• _Extrait fourni_
Je ne dis pas que les efforts ne sont pas faits, mais ce qui me gêne dans ce budget, c'est que l'on ne consacre pas de moyens financiers pour accueillir et loger dignement ces populations, qu'elles soient ou non en situation régulière. Il est tout simplement honteux que la France laisse des gens à la rue, au coeur d'une des capitales les plus riches du monde ! Parfois, on les emmène dans des centres d'accueil provisoires, où ils ne souhaitent pas rester et dont ils repartent quinze minutes plus tard. Par ailleurs, nous dépensons des sommes importantes en nuits d'hôtel. Il faut lancer un plan d'accueil et de logements décents pour ces populations !
Le groupe La République en marche se satisfait de la progression de ce budget, des efforts déployés en matière d'intégration et des moyens alloués à l'OFPRA. Je voudrais souligner la cohérence de notre politique : dans la mesure où 90 % des décisions de l'OFPRA font l'objet d'un appel auprès de la CNDA, les moyens alloués à la Cour ont, eux aussi, augmenté de manière très significative, avec plus de 120 ETP supplémentaires en 2019. Cette politique vise à plus d'humanité pour mieux intégrer les personnes ayant obtenu le statut de réfugié et, en même temps, à renforcer les dispositifs de jugement et d'éloignement des personnes déboutées.
La commission adopte les crédits de la mission de la mission Immigration, asile et intégration ainsi modifiés.
Article additionnel après l'article 76 : Suppression de dispositions caduques du code de l'entrée et du séjour des étrangers et du droit d'asile
La commission examine l'amendement II-CF45 du rapporteur spécial Jean-Noël Barrot.
Il s'agit de toiletter le code de l'entrée et du séjour des étrangers et du droit d'asile, le CESEDA, en supprimant le titre III du livre III, qui contient des articles qui n'ont pas d'application concrète depuis plus de vingt ans.
La commission adopte l'amendement II-CF45 (II-731
Je souhaite répondre aux questions qui nous ont été posées.
Sur l'immobilier, de nombreuses places ont été créées en 2018, et malgré une baisse en 2019, le rythme est cinq fois plus élevé qu'en 2017.
Le taux d'admission au statut de réfugié est de 35 % : les déboutés représentent donc 65 % des demandeurs d'asile.
Vous avez parfaitement raison, il est possible de progresser encore pour réduire le délai de traitement. Le recrutement de nouveaux agents de l'OFPRA prendra du temps et cet effort ne portera ses fruits que dans deux ans : c'est la raison pour laquelle les prévisions pour 2020 sont en deçà de la cible.
De la même manière, malgré l'augmentation très conséquente des mesures d'éloignement, il reste des marges d'amélioration, que nous avons identifiées dans notre rapport d'évaluation.
Enfin, monsieur Pupponi, on compte aujourd'hui deux fois plus de places d'hébergement qu'en 2015. Avec la création de 16 500 places supplémentaires, cette année la capacité du parc est d'environ 100 000 places. Certes, les tensions restent considérables. Une partie importante du budget repose sur une hypothèse d'évolution de la demande d'asile, très difficile à calculer, qui a des répercussions, entre autres sur l'ADA et l'hébergement. La réalité, c'est que la demande d'asile a progressé nettement plus vite que la capacité du dispositif national d'accueil, laquelle a cependant augmenté de façon sensible.

• _Consigne 1_
Reproduisez l'extrait sans rien changer, de « Il s'agit de » à « ont été posées. ».
L'extrait et les entrées proviennent de sources distinctes.

• _Données d'entrée_
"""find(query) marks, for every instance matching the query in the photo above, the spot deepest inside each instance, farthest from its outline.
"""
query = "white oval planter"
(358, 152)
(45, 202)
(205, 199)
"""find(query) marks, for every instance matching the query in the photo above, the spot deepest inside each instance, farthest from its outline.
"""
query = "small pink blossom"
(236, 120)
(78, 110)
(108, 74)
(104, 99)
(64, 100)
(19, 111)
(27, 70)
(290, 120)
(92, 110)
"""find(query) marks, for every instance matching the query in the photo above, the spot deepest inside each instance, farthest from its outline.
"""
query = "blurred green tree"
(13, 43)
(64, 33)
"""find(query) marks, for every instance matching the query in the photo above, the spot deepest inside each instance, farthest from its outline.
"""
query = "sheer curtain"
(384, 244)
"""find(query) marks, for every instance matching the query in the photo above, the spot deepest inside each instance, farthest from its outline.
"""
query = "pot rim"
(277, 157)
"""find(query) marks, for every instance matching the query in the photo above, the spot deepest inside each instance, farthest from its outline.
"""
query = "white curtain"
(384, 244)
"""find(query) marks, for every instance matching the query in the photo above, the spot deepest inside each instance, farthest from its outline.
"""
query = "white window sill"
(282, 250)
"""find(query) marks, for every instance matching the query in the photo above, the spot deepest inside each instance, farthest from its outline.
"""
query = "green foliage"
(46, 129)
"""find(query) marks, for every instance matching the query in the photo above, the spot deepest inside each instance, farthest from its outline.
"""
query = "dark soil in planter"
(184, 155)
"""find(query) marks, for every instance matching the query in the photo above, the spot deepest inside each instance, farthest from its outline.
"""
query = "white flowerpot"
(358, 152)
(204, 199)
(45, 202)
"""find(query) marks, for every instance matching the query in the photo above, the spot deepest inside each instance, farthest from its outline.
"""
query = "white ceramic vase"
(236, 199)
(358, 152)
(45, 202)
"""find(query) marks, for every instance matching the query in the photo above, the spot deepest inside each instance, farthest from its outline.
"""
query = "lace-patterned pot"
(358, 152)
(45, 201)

• _Consigne 2_
Affichez chaque ligne des entrées où figure la chaîne « curtain ».

• _Réponse 1_
Il s'agit de toiletter le code de l'entrée et du séjour des étrangers et du droit d'asile, le CESEDA, en supprimant le titre III du livre III, qui contient des articles qui n'ont pas d'application concrète depuis plus de vingt ans.
La commission adopte l'amendement II-CF45 (II-731
Je souhaite répondre aux questions qui nous ont été posées.

• _Réponse 2_
query = "sheer curtain"
query = "white curtain"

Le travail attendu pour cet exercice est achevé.